In the records below, find the line that contains "Where can the woman's hand" and the line that contains "Where can the woman's red", then retype exactly those two lines and every line between them.

(Saved data entries)
━━━━━━━━━━━━━━━━━━━━━━━━━━━━━━
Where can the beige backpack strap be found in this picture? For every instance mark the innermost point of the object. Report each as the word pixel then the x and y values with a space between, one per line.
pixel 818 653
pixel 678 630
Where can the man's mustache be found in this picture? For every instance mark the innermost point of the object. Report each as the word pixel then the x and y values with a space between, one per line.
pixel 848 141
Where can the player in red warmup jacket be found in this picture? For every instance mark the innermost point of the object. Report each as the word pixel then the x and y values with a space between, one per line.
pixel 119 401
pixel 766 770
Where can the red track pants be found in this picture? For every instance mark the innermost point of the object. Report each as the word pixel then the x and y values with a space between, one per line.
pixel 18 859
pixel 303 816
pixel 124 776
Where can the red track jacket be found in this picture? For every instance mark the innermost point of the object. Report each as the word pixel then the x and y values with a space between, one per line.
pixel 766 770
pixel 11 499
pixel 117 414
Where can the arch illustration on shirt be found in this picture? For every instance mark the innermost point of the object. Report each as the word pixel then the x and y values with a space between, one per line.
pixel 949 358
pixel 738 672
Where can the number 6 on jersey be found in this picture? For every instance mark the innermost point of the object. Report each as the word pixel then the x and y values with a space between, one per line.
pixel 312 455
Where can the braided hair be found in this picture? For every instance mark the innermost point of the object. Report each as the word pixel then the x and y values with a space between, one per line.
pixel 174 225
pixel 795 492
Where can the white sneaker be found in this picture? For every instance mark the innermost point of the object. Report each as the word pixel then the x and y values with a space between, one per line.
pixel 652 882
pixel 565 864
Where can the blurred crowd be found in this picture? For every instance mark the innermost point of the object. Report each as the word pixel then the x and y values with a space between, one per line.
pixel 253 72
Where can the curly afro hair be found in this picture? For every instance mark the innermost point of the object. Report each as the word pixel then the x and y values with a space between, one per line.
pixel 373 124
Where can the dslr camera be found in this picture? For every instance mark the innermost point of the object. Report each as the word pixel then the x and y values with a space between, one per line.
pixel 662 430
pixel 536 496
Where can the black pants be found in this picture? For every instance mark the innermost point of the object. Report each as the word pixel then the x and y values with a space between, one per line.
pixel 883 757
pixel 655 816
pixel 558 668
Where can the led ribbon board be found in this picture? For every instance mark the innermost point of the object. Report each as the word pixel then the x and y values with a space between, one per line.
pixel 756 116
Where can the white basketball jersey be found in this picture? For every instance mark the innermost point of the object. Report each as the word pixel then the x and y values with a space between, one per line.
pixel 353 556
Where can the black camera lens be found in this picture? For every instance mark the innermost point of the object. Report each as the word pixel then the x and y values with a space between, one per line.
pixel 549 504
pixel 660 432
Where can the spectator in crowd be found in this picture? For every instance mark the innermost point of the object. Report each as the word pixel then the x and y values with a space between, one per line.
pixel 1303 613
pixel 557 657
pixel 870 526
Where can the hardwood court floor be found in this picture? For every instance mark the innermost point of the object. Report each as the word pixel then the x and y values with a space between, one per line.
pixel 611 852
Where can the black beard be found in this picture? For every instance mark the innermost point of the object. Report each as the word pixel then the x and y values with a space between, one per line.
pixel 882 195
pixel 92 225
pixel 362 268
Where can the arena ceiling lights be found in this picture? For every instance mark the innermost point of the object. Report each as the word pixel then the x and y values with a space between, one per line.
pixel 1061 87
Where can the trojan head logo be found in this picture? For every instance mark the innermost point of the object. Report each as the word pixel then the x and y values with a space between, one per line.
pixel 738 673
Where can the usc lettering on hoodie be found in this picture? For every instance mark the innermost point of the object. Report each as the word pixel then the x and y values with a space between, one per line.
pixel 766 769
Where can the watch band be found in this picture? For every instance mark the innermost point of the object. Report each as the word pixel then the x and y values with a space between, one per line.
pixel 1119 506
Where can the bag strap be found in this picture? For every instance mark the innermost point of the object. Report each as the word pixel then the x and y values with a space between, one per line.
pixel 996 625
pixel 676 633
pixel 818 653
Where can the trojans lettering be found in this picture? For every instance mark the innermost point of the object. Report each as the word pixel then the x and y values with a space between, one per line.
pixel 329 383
━━━━━━━━━━━━━━━━━━━━━━━━━━━━━━
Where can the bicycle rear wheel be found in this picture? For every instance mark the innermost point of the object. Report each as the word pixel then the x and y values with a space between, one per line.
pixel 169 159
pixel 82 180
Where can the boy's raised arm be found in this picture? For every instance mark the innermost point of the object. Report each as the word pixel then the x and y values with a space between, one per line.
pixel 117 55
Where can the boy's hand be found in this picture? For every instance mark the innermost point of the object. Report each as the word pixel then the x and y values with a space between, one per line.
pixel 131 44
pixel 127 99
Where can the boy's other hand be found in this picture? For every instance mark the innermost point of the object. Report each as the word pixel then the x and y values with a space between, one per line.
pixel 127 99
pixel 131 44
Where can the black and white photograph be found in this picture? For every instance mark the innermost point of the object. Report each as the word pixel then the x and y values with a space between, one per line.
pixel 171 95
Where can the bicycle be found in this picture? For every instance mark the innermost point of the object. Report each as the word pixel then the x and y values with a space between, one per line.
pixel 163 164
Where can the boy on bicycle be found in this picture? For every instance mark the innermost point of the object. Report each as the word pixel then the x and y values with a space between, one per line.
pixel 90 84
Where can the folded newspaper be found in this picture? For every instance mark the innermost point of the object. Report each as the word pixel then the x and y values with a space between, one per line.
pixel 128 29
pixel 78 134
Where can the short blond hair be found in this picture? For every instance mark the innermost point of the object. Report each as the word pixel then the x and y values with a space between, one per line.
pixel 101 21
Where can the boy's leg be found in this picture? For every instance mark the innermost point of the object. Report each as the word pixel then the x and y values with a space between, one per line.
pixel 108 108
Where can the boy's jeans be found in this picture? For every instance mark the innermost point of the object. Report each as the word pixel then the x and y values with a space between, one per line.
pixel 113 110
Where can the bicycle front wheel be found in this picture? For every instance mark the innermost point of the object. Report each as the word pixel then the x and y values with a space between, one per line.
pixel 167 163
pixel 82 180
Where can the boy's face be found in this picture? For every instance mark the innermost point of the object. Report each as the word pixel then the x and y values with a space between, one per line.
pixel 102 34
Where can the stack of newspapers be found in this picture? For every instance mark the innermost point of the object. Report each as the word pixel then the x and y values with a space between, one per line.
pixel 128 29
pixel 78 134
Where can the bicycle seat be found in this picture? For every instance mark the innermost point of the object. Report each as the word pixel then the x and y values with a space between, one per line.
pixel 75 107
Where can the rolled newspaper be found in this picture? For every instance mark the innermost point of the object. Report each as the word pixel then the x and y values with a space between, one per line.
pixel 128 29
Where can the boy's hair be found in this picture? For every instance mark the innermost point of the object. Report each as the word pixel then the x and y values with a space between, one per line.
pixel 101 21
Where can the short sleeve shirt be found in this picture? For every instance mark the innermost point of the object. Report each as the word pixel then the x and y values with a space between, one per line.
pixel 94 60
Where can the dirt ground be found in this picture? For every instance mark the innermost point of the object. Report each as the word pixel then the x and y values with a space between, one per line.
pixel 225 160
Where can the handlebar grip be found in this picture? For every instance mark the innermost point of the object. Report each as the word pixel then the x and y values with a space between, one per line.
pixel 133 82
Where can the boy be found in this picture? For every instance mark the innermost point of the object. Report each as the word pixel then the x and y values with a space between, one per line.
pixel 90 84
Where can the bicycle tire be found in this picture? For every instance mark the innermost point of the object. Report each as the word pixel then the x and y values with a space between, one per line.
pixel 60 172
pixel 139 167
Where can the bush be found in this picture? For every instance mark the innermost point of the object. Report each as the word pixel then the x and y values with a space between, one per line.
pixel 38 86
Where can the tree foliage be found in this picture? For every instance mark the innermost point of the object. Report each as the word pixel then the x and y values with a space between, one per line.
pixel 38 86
━━━━━━━━━━━━━━━━━━━━━━━━━━━━━━
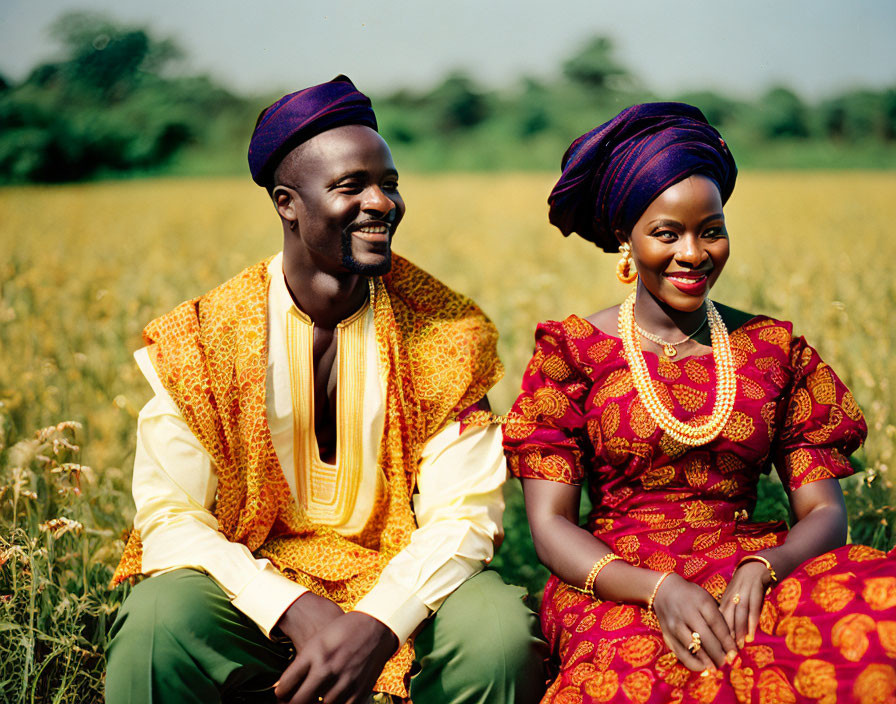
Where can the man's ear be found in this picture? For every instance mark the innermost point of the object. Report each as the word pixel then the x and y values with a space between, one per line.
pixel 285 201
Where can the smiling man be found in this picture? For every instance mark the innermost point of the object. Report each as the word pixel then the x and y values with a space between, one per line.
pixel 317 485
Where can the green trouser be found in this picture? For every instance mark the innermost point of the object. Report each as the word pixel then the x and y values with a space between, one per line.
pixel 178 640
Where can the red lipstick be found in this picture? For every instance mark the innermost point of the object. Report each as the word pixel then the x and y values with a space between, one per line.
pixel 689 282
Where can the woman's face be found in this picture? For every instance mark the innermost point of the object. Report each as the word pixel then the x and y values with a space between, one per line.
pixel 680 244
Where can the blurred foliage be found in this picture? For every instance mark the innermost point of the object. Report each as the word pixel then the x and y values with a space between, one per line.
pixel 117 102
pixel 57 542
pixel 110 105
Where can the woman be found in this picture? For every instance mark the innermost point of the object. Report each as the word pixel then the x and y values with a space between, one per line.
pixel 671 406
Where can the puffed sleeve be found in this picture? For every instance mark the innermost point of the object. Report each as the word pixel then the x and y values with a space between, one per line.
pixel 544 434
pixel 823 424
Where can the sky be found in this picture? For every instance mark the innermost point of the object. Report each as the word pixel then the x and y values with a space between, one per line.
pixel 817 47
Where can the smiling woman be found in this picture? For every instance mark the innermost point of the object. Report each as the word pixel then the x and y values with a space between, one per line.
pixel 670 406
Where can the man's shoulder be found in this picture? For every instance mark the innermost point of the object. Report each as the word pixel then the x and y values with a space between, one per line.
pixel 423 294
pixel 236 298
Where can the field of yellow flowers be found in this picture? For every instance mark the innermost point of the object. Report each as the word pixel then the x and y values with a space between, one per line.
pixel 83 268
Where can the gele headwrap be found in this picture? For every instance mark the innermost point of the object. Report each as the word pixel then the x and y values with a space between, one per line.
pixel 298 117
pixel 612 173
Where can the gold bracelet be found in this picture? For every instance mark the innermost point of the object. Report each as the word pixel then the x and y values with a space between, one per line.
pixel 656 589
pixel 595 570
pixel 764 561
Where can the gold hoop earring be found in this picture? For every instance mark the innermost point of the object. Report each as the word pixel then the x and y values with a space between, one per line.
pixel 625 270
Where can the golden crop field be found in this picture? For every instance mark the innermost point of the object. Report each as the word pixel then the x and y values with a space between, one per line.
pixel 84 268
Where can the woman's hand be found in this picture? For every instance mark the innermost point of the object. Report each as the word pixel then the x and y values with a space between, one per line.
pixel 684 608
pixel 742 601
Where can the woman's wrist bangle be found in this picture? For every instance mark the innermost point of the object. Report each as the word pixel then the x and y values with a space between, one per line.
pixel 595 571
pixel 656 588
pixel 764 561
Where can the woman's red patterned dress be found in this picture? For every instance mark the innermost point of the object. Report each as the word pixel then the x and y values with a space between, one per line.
━━━━━━━━━━━━━━━━━━━━━━━━━━━━━━
WORKED SOLUTION:
Where can the woman's hand be found in this picture? For every instance mark the innermost point of the object. Report each as the word pixel then the x and y values with a space between, one per line.
pixel 684 608
pixel 742 601
Where can the woman's wrist bangle be found in this picture? For every instance mark the innermost point of the object. Report each as the word pixel then the x and y values with a space between, one per line.
pixel 595 571
pixel 656 588
pixel 764 561
Where can the woman's red patterned dress be found in this picture? For every instance mark the innermost point of the object. Report each as the word pixel then the x and y values with a space between, one per line.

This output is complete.